TO DO:
1/ In the Scotty and McCoy Q&A, why does McCoy choose the movies they watch? Answer in one to three sentences.
2/ According to the Scotty and McCoy Q&A, what kind of movies does McCoy cry more during?

13. Stay home/go-out? What are their date nights like?
definitely stay home. screw going out and looking your best when you can stay home snuggled closely to ur human heater of a boyfriend
14. Who falls asleep during a movie?
Scotty. he's really bad about it. McCoy purposely picks movies HE wants to watch so he avoids getting sad when Scotty falls asleep
15. Who's the first to cry during movies that don't seem sad?
if the movie isn't actually sad, i don't think either of them would cry. McCoy definitely cries more during sad animal movies though
16. Who hogs the covers?
Scotty. Scotty so Scotty. he already warms run so he doesn't even need the damn covers but McCoy always finds them wrapped around him. he's tried hogging them back, but he learned now that you just have to wiggle yourself into the bundle of warmth and melt completely against Scotty (these are the nights McCoy sleeps the best- get him warm and he's out like a light)
17. Who is more competitive?
both. they try to act like they aren't but when it comes to board games it comes out in full force
18. What are they like when they're drunk? How do they act together? & when 1 is drunk, while the other one's sober?
ive never gotten drunk before (thank god) and never really been around someone who is drunk IRL (also thank god) so NO ONE look at me for this one. but i think Scotty would be very giggly and McCoy is overall just a bit calmer. when they're together though it's a fucking mess. Scotty is getting them into shit and McCoy is progressively feeding into it by coming up with his own drunk ideas of stupid shit to do
When one of them is drunk and the other isnt; they're used to this. they'll gently guide whoever it is through getting sober, since i don't see either of them getting drunk without the other unless they're going through something and alcohol is the only way they see to cope about it. it's an unspoken rule- if you're drunk without me, you're lost. i'll be there when you're sober to talk about it, no judgment
19. What do they fight about most often? (Alternative: what was their biggest fight?)

DATASET EXTRACT:
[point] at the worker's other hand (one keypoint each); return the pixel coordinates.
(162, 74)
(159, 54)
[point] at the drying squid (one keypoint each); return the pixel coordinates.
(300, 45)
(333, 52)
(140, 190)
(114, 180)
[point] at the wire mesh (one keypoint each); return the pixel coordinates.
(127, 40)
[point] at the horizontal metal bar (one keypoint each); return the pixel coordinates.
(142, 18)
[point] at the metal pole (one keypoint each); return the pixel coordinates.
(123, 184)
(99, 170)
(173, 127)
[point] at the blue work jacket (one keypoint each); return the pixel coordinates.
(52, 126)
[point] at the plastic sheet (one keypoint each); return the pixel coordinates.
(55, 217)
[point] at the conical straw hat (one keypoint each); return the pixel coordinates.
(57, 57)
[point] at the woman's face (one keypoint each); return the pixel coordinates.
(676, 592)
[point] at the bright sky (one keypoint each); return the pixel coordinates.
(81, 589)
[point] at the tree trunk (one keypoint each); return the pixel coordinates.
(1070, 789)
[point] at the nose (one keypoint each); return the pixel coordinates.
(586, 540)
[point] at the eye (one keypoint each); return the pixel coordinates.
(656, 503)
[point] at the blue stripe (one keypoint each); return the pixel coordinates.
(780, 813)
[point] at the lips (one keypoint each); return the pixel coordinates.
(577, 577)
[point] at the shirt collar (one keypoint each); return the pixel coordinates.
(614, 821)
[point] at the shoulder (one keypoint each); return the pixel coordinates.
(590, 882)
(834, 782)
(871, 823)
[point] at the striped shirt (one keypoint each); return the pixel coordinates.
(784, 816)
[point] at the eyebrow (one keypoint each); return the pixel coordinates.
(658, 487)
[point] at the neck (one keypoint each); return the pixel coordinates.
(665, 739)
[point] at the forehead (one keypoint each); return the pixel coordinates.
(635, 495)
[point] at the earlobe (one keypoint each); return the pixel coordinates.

SOLVED PROBLEMS:
1/ Scotty tends to fall asleep during movies, so McCoy deliberately picks movies he wants to watch himself. That way he doesn't get sad when Scotty dozes off.

2/ Sad animal movies.